[Records excerpted from a collection]
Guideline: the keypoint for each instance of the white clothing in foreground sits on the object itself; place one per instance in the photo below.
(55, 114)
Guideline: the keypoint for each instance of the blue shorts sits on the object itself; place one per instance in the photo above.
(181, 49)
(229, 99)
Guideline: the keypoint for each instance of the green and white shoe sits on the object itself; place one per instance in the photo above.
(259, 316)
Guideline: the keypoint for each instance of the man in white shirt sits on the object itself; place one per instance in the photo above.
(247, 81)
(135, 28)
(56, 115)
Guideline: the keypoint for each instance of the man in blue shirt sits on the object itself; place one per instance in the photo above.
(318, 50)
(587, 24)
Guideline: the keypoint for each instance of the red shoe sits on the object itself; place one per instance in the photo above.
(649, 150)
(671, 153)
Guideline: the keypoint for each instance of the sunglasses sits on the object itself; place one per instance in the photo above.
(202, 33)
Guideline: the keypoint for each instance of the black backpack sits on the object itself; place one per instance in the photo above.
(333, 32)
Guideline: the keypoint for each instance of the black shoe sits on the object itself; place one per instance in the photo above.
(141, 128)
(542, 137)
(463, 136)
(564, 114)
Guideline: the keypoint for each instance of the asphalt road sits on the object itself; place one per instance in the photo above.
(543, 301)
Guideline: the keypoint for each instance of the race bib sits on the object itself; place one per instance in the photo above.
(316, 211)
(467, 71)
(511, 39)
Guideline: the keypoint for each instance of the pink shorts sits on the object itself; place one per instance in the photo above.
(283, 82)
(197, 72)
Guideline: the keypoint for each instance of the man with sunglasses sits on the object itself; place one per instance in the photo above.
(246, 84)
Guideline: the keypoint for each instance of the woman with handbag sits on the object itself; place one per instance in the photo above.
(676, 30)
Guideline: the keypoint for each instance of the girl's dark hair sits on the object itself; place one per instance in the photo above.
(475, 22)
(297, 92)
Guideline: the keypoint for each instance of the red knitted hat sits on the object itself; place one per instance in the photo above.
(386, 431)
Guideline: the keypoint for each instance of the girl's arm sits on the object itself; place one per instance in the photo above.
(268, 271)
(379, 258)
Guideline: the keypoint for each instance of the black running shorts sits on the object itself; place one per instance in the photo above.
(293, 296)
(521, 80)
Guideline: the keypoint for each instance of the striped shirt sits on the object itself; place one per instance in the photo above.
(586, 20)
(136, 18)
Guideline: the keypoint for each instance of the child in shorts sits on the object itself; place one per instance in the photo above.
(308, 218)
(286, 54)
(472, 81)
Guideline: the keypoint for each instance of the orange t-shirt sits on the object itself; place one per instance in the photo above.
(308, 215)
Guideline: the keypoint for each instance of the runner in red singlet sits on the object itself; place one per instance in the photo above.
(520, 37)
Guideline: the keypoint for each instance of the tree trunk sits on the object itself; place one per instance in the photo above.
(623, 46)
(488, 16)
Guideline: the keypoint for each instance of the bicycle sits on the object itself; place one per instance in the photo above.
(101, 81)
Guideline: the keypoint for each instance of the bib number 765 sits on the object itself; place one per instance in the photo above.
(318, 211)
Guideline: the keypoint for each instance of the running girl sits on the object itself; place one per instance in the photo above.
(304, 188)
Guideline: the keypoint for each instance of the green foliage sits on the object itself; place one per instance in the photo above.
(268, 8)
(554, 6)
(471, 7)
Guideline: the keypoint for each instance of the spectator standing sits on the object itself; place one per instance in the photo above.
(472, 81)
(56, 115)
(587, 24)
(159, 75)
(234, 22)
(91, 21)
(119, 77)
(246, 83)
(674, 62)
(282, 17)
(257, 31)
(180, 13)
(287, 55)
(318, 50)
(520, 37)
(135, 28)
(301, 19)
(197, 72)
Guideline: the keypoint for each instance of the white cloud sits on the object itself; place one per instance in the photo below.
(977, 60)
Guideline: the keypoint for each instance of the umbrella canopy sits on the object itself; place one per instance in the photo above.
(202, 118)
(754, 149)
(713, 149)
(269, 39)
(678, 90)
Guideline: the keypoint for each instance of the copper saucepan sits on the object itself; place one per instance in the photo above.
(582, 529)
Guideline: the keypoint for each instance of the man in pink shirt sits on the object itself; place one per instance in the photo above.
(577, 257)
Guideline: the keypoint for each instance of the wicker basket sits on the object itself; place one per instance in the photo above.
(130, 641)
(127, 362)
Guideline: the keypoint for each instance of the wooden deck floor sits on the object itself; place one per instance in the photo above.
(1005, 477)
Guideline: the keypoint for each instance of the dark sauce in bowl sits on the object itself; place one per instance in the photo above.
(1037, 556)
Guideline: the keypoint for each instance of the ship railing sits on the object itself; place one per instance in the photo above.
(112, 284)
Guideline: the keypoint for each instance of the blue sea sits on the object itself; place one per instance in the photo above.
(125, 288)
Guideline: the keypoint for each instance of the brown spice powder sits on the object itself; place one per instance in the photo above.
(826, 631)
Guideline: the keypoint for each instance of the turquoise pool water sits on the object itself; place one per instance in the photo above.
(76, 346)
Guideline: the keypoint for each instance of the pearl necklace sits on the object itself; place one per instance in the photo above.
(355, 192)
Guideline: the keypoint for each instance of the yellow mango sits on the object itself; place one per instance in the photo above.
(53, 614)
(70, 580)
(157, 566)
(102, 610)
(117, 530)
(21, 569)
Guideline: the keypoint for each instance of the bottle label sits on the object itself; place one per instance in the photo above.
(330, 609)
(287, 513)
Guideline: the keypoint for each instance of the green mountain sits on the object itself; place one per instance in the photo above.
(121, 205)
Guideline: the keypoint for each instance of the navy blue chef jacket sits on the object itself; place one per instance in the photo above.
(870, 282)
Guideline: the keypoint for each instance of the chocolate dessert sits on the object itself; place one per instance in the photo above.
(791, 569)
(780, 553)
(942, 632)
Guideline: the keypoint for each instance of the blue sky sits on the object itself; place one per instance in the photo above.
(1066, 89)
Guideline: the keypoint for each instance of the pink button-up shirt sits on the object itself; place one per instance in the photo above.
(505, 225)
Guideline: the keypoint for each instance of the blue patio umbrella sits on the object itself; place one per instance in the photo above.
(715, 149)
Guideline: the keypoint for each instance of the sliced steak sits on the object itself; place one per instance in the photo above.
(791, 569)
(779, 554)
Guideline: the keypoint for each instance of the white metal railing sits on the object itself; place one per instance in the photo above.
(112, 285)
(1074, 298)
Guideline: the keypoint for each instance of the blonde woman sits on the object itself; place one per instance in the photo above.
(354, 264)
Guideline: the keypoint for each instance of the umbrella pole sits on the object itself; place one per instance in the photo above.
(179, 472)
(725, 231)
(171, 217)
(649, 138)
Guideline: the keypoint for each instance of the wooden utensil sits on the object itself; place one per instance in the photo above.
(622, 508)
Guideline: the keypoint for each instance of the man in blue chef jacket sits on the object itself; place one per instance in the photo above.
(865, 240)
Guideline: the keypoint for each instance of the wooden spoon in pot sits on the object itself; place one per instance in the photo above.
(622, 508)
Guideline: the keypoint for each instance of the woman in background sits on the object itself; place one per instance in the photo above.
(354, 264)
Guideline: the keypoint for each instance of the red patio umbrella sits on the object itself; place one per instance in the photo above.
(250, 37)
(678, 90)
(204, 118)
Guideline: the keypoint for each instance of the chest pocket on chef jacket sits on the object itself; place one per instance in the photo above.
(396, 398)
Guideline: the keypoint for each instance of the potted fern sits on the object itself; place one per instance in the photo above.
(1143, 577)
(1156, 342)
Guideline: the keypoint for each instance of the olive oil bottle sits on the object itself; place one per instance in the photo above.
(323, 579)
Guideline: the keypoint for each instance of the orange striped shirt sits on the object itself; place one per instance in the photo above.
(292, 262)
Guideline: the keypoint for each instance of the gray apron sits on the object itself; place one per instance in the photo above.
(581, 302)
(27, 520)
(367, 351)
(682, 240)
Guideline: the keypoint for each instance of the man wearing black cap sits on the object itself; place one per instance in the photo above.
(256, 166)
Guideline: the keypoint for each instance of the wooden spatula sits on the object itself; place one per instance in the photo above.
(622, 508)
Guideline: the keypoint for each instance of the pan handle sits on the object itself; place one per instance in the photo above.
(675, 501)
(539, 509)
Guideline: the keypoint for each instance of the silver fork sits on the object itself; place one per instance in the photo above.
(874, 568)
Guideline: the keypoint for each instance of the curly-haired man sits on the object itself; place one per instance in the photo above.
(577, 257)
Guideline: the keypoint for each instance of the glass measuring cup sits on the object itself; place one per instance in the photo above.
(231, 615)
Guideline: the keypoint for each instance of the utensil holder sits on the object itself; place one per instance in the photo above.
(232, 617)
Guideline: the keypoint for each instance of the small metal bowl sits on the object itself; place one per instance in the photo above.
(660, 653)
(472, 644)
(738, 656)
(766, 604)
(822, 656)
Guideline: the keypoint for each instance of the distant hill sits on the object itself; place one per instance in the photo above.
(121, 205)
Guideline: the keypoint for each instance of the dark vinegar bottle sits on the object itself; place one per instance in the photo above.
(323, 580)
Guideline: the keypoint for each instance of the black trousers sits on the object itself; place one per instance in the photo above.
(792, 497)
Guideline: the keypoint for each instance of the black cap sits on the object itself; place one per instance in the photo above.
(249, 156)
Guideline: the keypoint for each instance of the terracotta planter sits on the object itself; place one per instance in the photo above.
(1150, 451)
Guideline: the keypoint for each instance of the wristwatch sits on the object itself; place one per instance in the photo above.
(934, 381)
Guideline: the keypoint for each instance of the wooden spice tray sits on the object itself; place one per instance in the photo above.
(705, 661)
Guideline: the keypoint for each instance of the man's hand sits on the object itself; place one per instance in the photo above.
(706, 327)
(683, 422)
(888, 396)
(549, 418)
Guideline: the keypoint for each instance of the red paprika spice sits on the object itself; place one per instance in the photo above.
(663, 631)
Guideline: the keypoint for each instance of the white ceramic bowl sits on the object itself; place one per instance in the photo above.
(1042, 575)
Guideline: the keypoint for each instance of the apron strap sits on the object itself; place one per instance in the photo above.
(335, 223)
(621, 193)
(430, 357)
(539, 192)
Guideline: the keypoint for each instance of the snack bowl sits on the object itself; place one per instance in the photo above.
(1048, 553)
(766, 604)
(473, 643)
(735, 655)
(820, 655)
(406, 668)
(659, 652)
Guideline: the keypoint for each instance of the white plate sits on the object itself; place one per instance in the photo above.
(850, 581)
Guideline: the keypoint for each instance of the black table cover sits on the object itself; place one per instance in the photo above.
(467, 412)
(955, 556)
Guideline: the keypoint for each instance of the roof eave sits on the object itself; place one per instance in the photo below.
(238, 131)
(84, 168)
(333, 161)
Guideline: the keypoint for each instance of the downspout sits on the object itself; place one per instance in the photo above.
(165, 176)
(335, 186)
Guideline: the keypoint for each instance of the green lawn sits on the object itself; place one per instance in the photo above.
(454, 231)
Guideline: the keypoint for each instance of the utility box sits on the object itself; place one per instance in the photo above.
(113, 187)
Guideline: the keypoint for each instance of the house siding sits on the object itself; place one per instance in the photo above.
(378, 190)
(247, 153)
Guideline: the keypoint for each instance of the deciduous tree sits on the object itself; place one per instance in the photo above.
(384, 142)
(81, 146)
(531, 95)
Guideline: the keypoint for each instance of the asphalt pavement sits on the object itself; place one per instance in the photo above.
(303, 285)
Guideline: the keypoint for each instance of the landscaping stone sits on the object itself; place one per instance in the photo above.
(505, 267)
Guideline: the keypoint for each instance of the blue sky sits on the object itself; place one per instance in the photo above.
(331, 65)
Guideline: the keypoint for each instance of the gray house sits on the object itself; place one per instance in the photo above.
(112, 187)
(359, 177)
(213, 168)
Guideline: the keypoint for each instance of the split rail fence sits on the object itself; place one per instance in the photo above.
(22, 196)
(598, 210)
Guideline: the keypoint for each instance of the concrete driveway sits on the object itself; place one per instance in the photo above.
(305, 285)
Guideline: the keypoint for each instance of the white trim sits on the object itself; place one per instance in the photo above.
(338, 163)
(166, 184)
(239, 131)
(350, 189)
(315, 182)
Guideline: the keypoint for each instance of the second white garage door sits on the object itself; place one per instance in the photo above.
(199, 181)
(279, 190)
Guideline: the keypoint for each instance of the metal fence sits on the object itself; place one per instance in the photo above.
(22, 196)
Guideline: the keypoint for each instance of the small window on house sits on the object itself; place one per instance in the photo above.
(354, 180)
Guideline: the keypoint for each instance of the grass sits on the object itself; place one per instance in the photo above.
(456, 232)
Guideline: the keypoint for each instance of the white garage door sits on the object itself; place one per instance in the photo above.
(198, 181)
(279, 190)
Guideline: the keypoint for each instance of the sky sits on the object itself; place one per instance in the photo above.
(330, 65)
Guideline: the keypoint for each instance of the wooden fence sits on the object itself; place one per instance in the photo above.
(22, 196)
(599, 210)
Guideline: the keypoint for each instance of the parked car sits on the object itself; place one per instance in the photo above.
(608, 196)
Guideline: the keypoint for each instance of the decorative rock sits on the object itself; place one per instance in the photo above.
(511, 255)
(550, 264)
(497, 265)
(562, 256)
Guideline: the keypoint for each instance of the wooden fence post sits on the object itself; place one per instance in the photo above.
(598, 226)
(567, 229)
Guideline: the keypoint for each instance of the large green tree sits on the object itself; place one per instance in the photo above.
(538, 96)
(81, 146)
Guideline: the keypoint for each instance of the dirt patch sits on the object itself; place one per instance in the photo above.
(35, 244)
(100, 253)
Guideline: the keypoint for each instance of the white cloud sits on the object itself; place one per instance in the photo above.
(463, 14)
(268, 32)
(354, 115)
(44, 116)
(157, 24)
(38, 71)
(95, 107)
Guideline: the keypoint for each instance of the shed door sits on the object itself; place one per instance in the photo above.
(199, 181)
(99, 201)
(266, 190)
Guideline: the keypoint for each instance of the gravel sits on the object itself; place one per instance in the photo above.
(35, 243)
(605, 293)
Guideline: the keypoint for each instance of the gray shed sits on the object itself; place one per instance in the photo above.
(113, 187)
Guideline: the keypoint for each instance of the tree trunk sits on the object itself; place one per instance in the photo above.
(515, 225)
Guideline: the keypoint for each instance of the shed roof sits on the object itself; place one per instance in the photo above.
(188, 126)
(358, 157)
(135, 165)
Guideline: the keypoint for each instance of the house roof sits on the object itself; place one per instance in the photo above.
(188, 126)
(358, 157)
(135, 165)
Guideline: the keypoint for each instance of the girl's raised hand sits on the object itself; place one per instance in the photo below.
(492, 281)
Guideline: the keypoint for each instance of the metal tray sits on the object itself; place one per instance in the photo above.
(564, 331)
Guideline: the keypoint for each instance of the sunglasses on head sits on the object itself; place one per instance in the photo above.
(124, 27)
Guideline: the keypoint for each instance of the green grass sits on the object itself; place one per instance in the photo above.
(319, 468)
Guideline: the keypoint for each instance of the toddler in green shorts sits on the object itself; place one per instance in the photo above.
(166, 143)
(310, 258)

Task to carry out: Update the entries between the lines holding "Guideline: the keypoint for each instance of the black cap" and "(1042, 575)", inclusive, so that "clay planter" replaces "terracotta planter" and nothing else changes. Return only those lines.

The completed task:
Guideline: the keypoint for each instance of the black cap sits on the object itself; place one per instance in the photo above.
(249, 156)
Guideline: the keypoint for each instance of the clay planter sits on the object itself; place one per instance in the photo above.
(1150, 451)
Guideline: the keypoint for each instance of the wristwatch sits on the object itself; place one per instance in the photo above.
(934, 381)
Guideline: the keypoint for each instance of the wooden spice tray sits on the object itself; place one per instance in the photo above.
(705, 661)
Guideline: the keypoint for each instance of the man's hand sits on the object itself; place one per instance in the photo above.
(706, 327)
(683, 422)
(888, 396)
(549, 418)
Guideline: the keypoint for each instance of the red paprika spice sits on the object itself; place one per instance in the photo above.
(663, 631)
Guideline: the keypoint for each instance of the white ceramic bowl sits on the object itself; place one per instance in the photo above.
(1042, 575)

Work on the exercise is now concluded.